Copy out the records from the line containing "Q. Point out the ladybug" through the line containing "pixel 379 247", including both of those lines, and nothing else.

● TASK MATERIAL
-- START --
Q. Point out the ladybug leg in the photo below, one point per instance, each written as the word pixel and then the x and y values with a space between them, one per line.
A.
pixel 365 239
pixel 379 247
-- END --
-- START --
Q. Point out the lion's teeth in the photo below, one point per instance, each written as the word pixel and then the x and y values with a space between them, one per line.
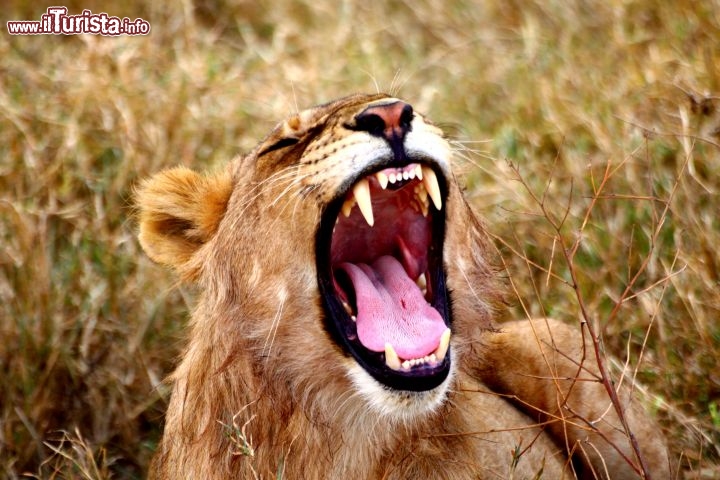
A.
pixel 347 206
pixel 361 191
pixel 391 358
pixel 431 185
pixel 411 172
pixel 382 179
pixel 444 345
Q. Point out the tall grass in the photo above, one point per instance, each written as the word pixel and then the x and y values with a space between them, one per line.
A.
-- END --
-- START --
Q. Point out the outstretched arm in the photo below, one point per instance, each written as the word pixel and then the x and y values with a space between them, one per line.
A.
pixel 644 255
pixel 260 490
-- END --
● ANSWER IN FULL
Q. Point out the ladybug leg in the photo below, one point per instance, each written as the word pixel and then the x and y values with a space between them, one per line.
A.
pixel 365 239
pixel 379 247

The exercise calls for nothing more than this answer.